▸ Assignment
Lines before the one containing "column 390, row 241" are left out. Retype that line and the rest through the end of the material exactly.
---------- Dataset records ----------
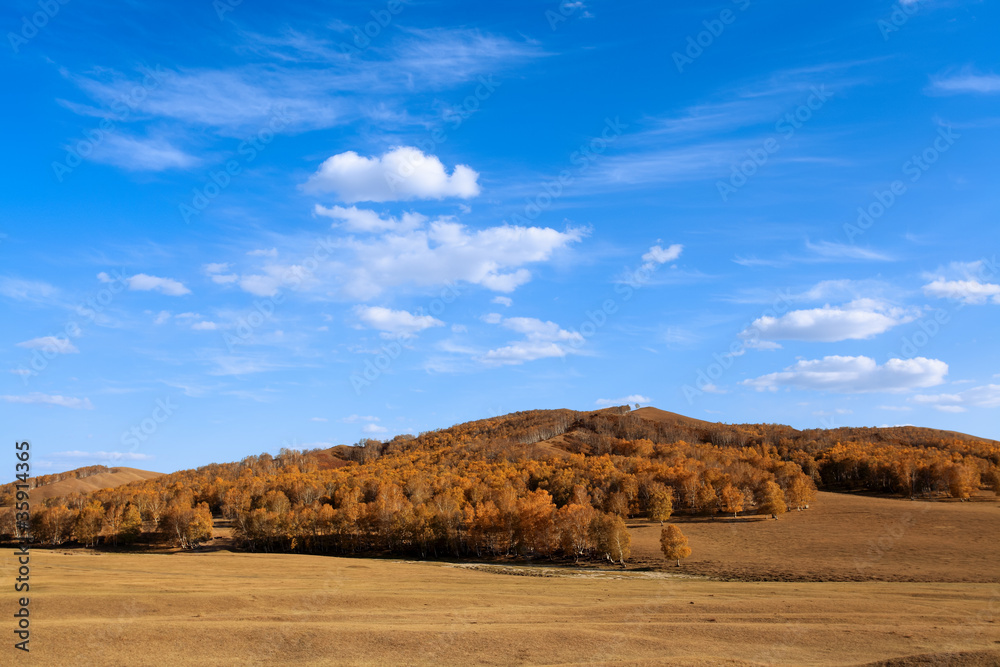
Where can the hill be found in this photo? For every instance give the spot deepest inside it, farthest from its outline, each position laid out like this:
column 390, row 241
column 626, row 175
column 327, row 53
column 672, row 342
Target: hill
column 80, row 480
column 551, row 484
----------
▸ Answer box
column 390, row 241
column 626, row 175
column 327, row 53
column 672, row 342
Target: hill
column 80, row 480
column 551, row 484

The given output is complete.